▶ _Data in this exercise_:
************
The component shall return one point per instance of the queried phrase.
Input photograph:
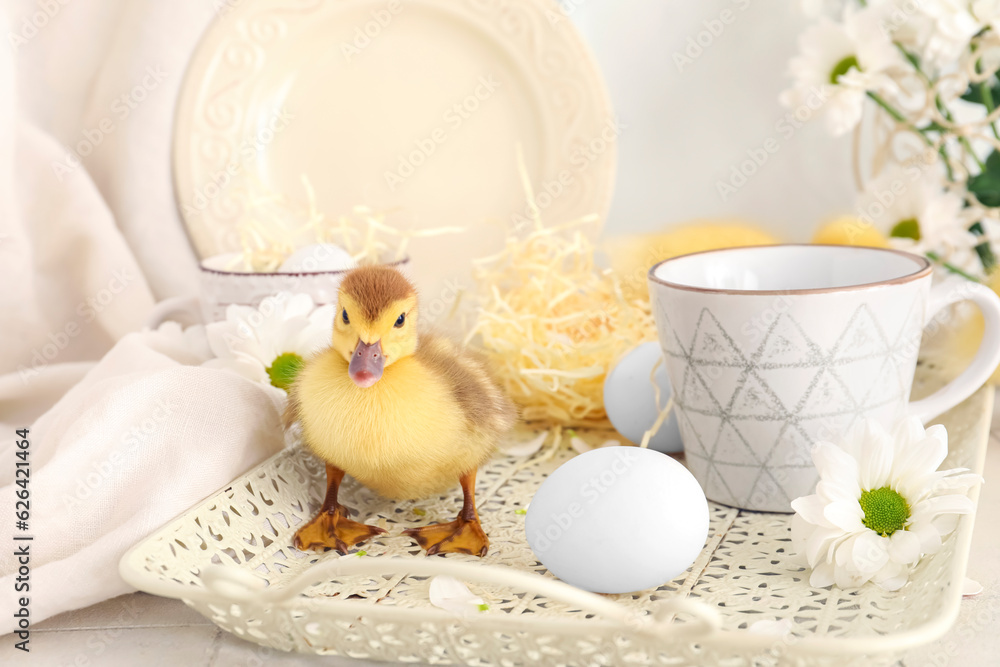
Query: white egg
(317, 257)
(618, 520)
(631, 403)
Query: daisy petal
(452, 595)
(870, 552)
(904, 547)
(846, 515)
(821, 576)
(810, 508)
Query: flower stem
(934, 257)
(889, 109)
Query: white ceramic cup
(222, 286)
(770, 349)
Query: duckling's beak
(366, 364)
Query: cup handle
(987, 357)
(188, 305)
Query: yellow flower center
(885, 511)
(907, 229)
(284, 369)
(843, 67)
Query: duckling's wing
(482, 401)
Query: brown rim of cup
(202, 267)
(925, 269)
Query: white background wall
(687, 129)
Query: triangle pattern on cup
(761, 436)
(739, 479)
(797, 482)
(725, 381)
(670, 342)
(713, 345)
(755, 399)
(856, 376)
(888, 384)
(694, 394)
(787, 345)
(863, 338)
(732, 447)
(826, 395)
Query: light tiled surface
(141, 629)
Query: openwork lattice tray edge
(231, 558)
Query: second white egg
(630, 401)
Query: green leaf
(975, 92)
(986, 184)
(284, 369)
(985, 252)
(906, 229)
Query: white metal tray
(231, 559)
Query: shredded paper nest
(276, 225)
(553, 323)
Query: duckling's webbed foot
(464, 535)
(458, 536)
(331, 527)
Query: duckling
(405, 414)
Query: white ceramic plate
(415, 105)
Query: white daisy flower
(880, 505)
(270, 343)
(912, 206)
(839, 63)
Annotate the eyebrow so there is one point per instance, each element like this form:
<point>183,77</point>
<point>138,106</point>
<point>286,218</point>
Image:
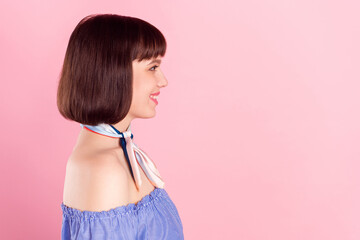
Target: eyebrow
<point>155,61</point>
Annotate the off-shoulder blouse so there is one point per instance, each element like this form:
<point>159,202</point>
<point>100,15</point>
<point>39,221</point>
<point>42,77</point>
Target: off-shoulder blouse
<point>154,217</point>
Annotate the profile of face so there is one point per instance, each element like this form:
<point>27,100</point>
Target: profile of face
<point>148,79</point>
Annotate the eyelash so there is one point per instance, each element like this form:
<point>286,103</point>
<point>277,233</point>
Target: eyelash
<point>154,67</point>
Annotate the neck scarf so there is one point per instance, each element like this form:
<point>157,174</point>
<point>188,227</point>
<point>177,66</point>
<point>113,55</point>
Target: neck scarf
<point>133,154</point>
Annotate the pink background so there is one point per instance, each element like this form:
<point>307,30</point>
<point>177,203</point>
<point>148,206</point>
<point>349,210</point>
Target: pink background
<point>256,135</point>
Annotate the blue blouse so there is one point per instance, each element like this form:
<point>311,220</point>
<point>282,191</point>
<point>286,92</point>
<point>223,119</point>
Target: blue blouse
<point>153,217</point>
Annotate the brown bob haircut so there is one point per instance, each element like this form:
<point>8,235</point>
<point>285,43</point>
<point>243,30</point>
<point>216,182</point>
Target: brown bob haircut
<point>96,80</point>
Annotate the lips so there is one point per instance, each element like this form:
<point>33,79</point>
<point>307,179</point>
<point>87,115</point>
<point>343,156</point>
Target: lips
<point>155,94</point>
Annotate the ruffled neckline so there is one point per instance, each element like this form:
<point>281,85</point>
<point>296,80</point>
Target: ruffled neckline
<point>121,210</point>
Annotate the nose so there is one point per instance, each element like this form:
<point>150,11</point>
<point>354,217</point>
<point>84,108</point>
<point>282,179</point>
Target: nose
<point>162,80</point>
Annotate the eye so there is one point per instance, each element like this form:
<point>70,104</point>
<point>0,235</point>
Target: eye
<point>154,67</point>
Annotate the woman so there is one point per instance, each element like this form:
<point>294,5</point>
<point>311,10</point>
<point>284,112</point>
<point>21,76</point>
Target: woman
<point>111,75</point>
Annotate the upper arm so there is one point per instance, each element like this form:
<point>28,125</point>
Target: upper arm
<point>99,184</point>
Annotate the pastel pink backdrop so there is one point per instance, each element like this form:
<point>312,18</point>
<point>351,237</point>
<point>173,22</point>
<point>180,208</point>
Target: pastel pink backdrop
<point>256,135</point>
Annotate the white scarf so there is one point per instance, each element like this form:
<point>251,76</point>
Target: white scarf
<point>130,150</point>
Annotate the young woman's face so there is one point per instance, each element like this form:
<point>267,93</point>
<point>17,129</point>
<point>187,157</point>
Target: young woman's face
<point>147,80</point>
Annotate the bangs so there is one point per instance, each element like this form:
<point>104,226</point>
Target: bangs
<point>150,44</point>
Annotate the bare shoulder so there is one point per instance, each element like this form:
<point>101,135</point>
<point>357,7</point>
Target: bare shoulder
<point>95,183</point>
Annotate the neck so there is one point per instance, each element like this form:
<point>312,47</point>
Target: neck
<point>97,141</point>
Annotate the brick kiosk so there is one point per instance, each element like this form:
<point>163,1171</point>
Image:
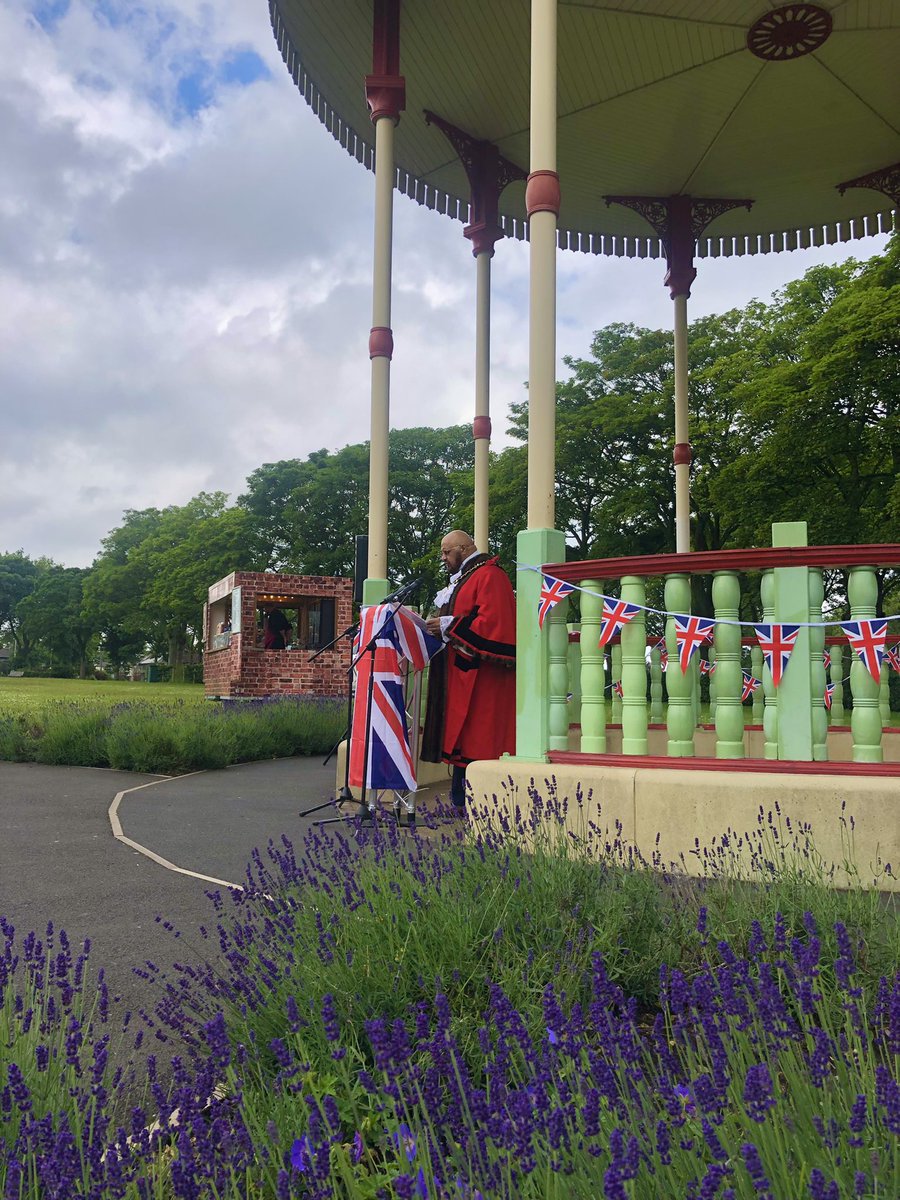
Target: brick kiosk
<point>235,664</point>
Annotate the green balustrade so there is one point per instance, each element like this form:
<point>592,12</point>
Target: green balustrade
<point>679,719</point>
<point>713,685</point>
<point>885,696</point>
<point>865,717</point>
<point>759,701</point>
<point>634,669</point>
<point>657,709</point>
<point>817,671</point>
<point>558,676</point>
<point>837,715</point>
<point>574,675</point>
<point>729,708</point>
<point>593,677</point>
<point>616,675</point>
<point>769,717</point>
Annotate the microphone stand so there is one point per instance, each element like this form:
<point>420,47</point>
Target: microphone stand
<point>364,813</point>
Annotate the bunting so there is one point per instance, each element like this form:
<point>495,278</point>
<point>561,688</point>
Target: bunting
<point>750,685</point>
<point>777,642</point>
<point>552,592</point>
<point>869,640</point>
<point>690,634</point>
<point>616,615</point>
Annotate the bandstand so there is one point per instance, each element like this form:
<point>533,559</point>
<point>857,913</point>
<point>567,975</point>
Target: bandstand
<point>667,129</point>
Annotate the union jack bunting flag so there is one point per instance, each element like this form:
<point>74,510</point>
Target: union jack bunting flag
<point>690,634</point>
<point>401,641</point>
<point>552,592</point>
<point>777,642</point>
<point>869,640</point>
<point>616,615</point>
<point>750,685</point>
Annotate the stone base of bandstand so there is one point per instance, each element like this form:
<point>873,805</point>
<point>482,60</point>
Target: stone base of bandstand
<point>672,815</point>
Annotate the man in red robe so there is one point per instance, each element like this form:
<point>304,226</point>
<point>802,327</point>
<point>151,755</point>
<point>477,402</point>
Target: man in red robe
<point>472,691</point>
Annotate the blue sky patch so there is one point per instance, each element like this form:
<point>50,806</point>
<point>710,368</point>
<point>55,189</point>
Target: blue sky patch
<point>243,67</point>
<point>49,12</point>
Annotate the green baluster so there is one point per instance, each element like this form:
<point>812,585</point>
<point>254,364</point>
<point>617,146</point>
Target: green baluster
<point>713,685</point>
<point>817,671</point>
<point>729,709</point>
<point>837,715</point>
<point>558,676</point>
<point>657,711</point>
<point>769,714</point>
<point>865,718</point>
<point>759,706</point>
<point>885,696</point>
<point>616,660</point>
<point>574,675</point>
<point>634,669</point>
<point>681,708</point>
<point>593,700</point>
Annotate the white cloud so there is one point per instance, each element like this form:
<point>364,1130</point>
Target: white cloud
<point>185,265</point>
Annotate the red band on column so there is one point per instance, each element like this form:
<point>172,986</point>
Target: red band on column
<point>381,342</point>
<point>543,192</point>
<point>385,96</point>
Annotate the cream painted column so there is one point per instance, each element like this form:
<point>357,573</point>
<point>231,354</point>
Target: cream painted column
<point>543,207</point>
<point>481,425</point>
<point>682,448</point>
<point>385,97</point>
<point>381,348</point>
<point>540,543</point>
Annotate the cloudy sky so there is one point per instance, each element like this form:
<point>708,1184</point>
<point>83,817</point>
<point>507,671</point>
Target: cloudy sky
<point>185,273</point>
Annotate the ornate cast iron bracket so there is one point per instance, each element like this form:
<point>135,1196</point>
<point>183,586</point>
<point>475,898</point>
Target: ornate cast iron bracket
<point>678,221</point>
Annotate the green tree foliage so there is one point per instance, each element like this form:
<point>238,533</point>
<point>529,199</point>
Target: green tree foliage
<point>18,576</point>
<point>52,619</point>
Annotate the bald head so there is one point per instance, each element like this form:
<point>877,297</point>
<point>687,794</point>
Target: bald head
<point>455,549</point>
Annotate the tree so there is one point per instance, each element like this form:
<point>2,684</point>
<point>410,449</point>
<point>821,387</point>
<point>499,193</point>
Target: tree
<point>18,577</point>
<point>52,618</point>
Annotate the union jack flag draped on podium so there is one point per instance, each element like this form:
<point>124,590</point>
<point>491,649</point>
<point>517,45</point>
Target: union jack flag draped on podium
<point>869,640</point>
<point>401,641</point>
<point>616,615</point>
<point>777,642</point>
<point>750,684</point>
<point>552,592</point>
<point>690,634</point>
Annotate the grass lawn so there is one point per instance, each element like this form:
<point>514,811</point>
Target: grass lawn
<point>19,695</point>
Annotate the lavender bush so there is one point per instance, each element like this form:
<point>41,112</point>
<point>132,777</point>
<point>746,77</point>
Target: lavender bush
<point>390,1023</point>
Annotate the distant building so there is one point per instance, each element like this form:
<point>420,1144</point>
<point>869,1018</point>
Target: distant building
<point>235,661</point>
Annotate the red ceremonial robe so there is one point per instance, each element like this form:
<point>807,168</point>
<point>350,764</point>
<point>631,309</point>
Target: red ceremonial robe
<point>479,688</point>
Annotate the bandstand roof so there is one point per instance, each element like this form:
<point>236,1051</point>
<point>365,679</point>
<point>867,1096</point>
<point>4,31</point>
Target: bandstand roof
<point>657,97</point>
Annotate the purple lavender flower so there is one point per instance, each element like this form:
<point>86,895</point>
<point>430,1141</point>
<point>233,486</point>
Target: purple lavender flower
<point>757,1092</point>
************
Each line from the one with "Annotate the bandstand roof" through the last line of the records above must be retyped exactly, and no other line may be given.

Annotate the bandstand roof so there is one point per instance, each element like this form:
<point>236,1051</point>
<point>365,679</point>
<point>867,1096</point>
<point>4,31</point>
Target: bandstand roof
<point>657,97</point>
Annotate the purple lavender flower so there is one point per instance, each element like this form:
<point>86,895</point>
<point>430,1141</point>
<point>233,486</point>
Target: purple lavender flower
<point>757,1092</point>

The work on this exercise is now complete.